• INSTRUCTION: Filter the listing below down to the lines that contain the word "screen", and copy each of those lines. Case matters.

--- START OF PROVIDED DATA ---

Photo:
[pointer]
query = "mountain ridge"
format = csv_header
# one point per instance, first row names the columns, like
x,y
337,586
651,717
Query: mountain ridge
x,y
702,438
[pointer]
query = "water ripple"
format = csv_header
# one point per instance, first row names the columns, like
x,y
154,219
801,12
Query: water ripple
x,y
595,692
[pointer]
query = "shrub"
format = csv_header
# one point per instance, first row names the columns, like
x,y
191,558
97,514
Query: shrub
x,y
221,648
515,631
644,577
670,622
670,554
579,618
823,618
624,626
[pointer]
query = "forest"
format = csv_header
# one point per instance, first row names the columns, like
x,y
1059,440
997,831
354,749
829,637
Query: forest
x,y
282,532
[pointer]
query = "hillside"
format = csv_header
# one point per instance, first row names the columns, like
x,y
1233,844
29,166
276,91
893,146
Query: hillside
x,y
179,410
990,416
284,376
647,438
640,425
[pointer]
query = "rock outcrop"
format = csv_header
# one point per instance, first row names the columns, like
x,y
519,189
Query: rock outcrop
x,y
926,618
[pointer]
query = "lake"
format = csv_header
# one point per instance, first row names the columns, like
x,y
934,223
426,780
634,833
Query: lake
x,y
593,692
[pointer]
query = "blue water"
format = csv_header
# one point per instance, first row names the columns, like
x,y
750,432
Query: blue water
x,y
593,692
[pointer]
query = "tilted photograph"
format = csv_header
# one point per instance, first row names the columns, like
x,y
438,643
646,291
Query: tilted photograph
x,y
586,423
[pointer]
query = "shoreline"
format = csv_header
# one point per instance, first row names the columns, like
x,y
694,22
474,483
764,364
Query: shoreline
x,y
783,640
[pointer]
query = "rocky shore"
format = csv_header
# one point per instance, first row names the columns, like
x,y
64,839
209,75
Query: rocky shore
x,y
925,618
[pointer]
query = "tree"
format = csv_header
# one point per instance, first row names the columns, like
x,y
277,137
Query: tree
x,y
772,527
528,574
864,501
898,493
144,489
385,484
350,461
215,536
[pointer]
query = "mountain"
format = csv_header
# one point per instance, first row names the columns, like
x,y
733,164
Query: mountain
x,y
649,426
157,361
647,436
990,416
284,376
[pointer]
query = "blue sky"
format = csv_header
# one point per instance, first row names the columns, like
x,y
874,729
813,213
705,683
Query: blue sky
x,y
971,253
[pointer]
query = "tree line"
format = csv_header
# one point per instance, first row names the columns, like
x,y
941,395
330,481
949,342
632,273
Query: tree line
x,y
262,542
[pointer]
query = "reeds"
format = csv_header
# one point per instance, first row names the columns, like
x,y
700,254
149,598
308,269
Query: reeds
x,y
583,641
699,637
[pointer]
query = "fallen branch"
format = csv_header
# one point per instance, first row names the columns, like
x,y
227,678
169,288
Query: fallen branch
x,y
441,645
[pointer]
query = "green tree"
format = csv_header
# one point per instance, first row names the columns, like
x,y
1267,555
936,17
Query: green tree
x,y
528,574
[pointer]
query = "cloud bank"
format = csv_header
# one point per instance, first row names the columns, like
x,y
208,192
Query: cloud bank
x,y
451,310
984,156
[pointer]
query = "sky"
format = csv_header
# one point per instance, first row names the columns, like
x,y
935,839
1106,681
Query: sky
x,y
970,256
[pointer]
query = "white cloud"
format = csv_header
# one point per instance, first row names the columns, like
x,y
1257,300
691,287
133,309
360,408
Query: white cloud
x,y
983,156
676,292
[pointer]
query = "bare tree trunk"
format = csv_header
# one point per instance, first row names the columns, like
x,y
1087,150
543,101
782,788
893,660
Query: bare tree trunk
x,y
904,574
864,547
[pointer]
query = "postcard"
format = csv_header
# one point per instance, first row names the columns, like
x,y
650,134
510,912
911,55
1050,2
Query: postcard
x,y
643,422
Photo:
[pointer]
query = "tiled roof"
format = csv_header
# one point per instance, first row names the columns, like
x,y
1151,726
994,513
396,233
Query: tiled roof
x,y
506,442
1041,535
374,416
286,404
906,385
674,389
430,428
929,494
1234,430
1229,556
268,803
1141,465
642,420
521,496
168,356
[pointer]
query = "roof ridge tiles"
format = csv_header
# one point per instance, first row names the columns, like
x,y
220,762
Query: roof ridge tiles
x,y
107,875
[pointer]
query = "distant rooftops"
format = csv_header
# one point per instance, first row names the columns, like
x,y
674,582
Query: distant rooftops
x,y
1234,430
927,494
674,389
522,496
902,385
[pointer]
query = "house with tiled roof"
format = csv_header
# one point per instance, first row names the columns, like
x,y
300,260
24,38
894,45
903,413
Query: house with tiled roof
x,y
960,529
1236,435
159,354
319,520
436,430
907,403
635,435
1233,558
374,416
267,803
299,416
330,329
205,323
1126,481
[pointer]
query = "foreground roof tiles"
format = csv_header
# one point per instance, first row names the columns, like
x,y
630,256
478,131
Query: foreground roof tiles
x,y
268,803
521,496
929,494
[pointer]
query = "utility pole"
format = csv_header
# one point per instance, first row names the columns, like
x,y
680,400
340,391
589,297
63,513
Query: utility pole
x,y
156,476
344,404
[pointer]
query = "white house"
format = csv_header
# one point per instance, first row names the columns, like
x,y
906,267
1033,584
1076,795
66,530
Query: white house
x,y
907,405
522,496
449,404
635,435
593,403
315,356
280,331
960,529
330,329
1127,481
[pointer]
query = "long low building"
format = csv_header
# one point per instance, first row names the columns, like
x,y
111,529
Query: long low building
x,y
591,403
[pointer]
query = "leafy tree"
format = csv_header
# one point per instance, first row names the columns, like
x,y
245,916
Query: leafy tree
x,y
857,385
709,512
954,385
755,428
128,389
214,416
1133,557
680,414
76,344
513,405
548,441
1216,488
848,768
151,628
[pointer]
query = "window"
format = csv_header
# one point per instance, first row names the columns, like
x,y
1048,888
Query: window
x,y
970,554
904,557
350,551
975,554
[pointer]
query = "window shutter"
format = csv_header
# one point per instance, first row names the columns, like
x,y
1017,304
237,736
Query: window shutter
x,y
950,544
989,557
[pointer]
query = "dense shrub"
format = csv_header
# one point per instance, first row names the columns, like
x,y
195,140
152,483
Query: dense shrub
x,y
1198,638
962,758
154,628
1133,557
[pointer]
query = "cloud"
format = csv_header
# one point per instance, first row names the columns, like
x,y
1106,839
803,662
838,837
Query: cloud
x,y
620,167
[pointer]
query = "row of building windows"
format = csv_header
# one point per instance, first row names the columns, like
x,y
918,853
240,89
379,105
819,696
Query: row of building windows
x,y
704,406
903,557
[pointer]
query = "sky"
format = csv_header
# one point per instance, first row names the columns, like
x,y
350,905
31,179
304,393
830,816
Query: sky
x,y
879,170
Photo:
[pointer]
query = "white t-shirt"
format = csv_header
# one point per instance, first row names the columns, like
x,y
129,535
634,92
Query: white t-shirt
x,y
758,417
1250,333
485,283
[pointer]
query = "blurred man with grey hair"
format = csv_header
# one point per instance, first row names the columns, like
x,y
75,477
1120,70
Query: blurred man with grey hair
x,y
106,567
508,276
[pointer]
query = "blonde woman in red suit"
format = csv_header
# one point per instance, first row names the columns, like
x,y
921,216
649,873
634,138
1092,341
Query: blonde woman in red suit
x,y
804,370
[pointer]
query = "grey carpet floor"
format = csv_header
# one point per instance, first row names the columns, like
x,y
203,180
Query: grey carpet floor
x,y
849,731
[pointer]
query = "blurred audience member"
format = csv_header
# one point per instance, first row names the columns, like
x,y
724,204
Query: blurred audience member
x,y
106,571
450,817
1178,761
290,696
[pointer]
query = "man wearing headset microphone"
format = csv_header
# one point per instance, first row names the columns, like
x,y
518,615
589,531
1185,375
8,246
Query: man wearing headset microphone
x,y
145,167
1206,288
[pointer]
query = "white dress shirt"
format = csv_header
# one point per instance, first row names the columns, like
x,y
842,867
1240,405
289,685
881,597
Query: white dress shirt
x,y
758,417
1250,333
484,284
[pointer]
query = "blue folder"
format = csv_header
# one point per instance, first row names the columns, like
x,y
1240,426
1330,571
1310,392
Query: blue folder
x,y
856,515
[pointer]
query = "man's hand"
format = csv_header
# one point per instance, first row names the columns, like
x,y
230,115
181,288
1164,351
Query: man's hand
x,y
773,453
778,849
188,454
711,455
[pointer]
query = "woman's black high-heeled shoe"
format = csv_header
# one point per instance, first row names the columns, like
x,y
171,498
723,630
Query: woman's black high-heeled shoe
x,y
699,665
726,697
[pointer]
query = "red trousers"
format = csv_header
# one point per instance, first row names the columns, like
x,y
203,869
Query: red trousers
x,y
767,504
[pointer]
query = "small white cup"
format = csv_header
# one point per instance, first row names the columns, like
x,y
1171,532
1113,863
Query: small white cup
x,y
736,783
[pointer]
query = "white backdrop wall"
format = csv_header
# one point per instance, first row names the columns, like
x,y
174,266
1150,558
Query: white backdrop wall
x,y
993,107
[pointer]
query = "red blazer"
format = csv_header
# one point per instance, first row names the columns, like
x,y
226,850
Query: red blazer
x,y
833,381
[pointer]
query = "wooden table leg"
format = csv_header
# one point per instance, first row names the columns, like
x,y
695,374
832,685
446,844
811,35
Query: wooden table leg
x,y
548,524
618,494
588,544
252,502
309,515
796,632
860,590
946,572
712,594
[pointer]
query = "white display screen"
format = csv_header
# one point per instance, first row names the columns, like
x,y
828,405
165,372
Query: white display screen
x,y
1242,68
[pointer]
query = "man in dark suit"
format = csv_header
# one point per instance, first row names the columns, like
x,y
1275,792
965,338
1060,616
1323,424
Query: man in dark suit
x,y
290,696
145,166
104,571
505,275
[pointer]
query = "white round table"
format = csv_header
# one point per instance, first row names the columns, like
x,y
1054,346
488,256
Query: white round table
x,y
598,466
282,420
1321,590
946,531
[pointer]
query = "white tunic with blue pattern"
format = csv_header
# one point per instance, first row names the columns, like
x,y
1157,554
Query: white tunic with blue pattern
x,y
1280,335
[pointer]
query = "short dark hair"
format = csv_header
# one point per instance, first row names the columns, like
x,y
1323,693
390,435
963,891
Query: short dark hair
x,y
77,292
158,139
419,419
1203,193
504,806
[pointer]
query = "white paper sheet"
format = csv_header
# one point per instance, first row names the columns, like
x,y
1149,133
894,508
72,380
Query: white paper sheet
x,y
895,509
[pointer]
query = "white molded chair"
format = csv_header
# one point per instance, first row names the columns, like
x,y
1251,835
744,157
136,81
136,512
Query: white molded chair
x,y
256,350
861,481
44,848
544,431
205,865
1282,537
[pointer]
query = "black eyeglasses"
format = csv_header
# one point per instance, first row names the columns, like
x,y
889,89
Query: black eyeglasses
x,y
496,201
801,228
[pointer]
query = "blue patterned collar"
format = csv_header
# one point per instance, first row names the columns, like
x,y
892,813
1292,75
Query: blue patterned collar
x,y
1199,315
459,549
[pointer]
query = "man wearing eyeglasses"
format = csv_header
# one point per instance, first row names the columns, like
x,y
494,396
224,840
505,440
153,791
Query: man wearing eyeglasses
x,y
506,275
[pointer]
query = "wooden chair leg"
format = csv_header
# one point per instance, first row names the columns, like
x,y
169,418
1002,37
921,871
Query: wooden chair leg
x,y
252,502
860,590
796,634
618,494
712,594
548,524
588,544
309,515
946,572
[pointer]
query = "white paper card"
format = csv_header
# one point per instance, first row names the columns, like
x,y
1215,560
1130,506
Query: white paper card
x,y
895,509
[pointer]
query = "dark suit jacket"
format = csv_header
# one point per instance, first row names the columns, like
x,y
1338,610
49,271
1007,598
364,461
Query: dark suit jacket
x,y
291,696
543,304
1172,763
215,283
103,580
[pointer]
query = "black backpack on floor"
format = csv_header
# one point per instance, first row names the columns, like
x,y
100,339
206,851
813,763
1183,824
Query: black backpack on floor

--- END OF PROVIDED DATA ---

• TASK SOLUTION:
query = "white display screen"
Query: white display screen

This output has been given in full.